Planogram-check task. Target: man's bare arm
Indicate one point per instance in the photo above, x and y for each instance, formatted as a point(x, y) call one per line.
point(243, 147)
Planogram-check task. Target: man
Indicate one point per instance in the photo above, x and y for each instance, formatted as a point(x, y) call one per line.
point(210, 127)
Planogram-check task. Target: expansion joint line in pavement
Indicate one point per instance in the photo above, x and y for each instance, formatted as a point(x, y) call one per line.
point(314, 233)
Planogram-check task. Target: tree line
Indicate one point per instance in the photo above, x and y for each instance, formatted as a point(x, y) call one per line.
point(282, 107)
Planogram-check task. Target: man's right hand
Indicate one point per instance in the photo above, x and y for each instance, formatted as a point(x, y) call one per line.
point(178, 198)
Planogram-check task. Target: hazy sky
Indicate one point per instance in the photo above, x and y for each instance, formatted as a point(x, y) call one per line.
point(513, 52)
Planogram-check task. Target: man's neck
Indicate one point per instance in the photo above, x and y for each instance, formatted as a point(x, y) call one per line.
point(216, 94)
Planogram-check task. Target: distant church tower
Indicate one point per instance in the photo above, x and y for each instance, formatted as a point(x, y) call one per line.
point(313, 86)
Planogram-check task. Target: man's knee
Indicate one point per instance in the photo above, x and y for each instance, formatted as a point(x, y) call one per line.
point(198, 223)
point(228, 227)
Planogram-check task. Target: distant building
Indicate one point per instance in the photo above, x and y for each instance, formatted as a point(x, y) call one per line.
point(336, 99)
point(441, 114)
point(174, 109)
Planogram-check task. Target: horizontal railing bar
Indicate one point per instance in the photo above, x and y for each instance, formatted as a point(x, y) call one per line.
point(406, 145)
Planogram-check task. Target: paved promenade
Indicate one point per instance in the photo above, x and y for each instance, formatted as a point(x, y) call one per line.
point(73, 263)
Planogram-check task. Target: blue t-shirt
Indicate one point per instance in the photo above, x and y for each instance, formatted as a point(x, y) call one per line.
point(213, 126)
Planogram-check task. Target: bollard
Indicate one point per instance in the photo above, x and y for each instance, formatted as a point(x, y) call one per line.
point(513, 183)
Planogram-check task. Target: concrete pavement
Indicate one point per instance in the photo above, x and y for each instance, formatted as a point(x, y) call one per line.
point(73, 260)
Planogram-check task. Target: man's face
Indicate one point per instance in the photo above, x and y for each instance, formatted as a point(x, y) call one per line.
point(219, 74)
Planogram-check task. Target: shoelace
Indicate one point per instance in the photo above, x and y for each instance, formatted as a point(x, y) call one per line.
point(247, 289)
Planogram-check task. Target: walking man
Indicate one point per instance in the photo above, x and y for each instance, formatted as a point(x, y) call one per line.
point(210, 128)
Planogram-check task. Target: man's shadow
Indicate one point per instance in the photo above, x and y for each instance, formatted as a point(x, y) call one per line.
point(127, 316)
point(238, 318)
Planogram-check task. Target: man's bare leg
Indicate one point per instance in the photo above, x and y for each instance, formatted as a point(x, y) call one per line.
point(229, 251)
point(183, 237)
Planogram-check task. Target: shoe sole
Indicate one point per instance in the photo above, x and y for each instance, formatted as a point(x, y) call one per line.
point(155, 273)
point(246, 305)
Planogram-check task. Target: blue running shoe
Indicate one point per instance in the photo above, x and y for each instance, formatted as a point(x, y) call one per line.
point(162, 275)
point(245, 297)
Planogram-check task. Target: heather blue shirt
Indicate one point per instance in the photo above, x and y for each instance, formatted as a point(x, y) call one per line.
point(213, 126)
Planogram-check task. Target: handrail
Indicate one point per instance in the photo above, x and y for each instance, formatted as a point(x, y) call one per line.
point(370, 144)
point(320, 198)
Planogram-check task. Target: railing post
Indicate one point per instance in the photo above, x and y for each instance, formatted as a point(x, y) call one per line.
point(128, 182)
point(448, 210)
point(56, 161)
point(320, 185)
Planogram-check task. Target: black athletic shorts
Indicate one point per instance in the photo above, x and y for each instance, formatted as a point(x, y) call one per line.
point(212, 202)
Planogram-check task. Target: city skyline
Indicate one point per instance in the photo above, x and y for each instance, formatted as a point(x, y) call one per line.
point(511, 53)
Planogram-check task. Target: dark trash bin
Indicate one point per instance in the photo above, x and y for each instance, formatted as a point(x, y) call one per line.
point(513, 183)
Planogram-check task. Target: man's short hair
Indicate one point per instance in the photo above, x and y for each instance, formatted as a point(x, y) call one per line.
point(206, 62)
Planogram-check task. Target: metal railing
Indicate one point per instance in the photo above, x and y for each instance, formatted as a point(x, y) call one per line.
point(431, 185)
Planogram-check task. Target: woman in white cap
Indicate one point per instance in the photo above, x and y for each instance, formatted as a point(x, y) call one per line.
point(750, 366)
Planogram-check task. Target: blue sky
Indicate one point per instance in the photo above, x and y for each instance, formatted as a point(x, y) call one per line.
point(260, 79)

--------------------------------------------------

== What the task asks ==
The complete listing is to be repeated word for word.

== Written answer ==
Planogram-check task. Target: man's bare arm
Indicate one point per instance in the photo above, x and y for each instance, formatted as a point(x, y) call one per line.
point(243, 147)
Planogram-check task. Target: man
Indicate one point per instance in the photo above, x and y for each instance, formatted as a point(x, y) call one per line.
point(210, 127)
Planogram-check task. Target: expansion joint line in pavement
Indicate one point per instance in the photo above, x and y for each instance, formatted as a point(x, y) call one per line.
point(314, 233)
Planogram-check task. Target: tree line
Indicate one point per instance in the photo above, x and y for each instance, formatted as a point(x, y) call one per line.
point(282, 107)
Planogram-check task. Target: man's right hand
Indicate one point per instance in the photo above, x and y for each instance, formatted as a point(x, y) call one per line.
point(178, 198)
Planogram-check task. Target: hazy sky
Indicate one point per instance in the photo above, x and y for each instance, formatted as a point(x, y) call one per line.
point(513, 52)
Planogram-check task. Target: man's neck
Indicate one point per instance in the photo above, x and y for each instance, formatted as a point(x, y) call one per line.
point(216, 94)
Planogram-check task. Target: distant church tower
Indicate one point per instance in the photo above, x and y for each instance, formatted as a point(x, y) call one per line.
point(313, 86)
Planogram-check task. Target: man's knee
Indicate one point per instance in the photo above, x and y for each instance, formatted as a point(x, y) call one per line.
point(198, 223)
point(228, 227)
Planogram-check task. Target: distant building
Indicate one point per instance in the photo above, x and y for each instance, formatted as a point(x, y) call one per line.
point(336, 99)
point(441, 114)
point(174, 109)
Planogram-check task. Target: horizontal railing bar
Indicate one point per instance in the photo above, x and y for each instance, formatted as a point(x, y) call one per line.
point(406, 145)
Planogram-check task. Target: paved promenade
Indicate one point per instance in the photo above, x and y for each instance, formatted as a point(x, y) call one per line.
point(73, 263)
Planogram-check task. Target: blue t-shirt
Indicate one point per instance in the photo above, x and y for each instance, formatted as a point(x, y) call one per line.
point(213, 126)
Planogram-check task. Target: bollard
Indicate one point per instance in the photo above, x and y for each instance, formatted as a point(x, y) call one per line.
point(513, 183)
Planogram-check task. Target: concrete pavement
Indicate one point per instance in the photo above, x and y for each instance, formatted as a point(x, y) call one per line.
point(73, 260)
Planogram-check task. Target: man's face
Indicate one point per instance in the photo above, x and y for each instance, formatted as a point(x, y) call one per line.
point(219, 74)
Planogram-check task. Target: shoelace
Indicate one point per instance in the photo above, x and y for each instance, formatted as a point(x, y) call one per line.
point(247, 289)
Planogram-check task. Target: walking man
Indicate one point per instance in the photo above, x and y for each instance, formatted as a point(x, y) call one per line.
point(210, 128)
Planogram-check task. Target: man's shadow
Indicate one point per instance in the photo above, x and y for each instance, formatted as a point(x, y) call one per line.
point(127, 316)
point(238, 318)
Planogram-check task. Target: man's bare leg
Indicate one point per instance in the photo above, x and y for each instance, formatted as a point(x, y) call one per line.
point(229, 251)
point(183, 237)
Planogram-check task. Target: shoe sole
Indicate one point per instance in the photo above, x and y for each instance, formatted as a point(x, y) call one per line.
point(155, 273)
point(246, 305)
Planogram-check task. Target: blue running shoe
Indicate one point per instance in the photo above, x and y for each instance, formatted as a point(x, y) call one per line.
point(162, 275)
point(245, 297)
Planogram-check task. Target: heather blue shirt
Indicate one point per instance in the photo above, x and y for each instance, formatted as a point(x, y) call one per line.
point(213, 126)
Planogram-check task. Target: handrail
Indicate one point per instance in the photo above, x and y for each instance, formatted as a point(x, y) call one per line.
point(370, 144)
point(320, 198)
Planogram-check task. Target: railing post
Indicate one point per instance in the photo above, x and y for each instance, formatted as a point(x, y) call one per line.
point(128, 182)
point(448, 210)
point(56, 161)
point(320, 185)
Planogram-check task. Target: black athletic shorts
Indicate one point per instance in the photo above, x and y for each instance, formatted as a point(x, y) call one per line.
point(212, 202)
Planogram-check task. Target: city skyline
Indicate one point per instance in the photo above, x and y for each instance, formatted as a point(x, y) call one per line.
point(511, 53)
Planogram-check task. Target: dark trash bin
Indicate one point per instance in the photo above, x and y for each instance, formatted as a point(x, y) call one per line.
point(513, 183)
Planogram-check task. Target: man's short hair
Indicate one point per instance in the photo above, x and y for each instance, formatted as a point(x, y) call one per line.
point(206, 62)
Planogram-check task. Target: metal railing
Indicate one point per instance in the photo above, x and y for each instance, formatted as a point(x, y) call one per line.
point(431, 185)
Planogram-check task. Target: woman in white cap
Indicate one point per instance in the photo above, x and y for each instance, formatted as a point(x, y) call one per line.
point(750, 366)
Planogram-check task. Target: blue sky
Indicate one point per instance in the photo above, x and y for each instance, formatted as a point(x, y) call one per line.
point(260, 79)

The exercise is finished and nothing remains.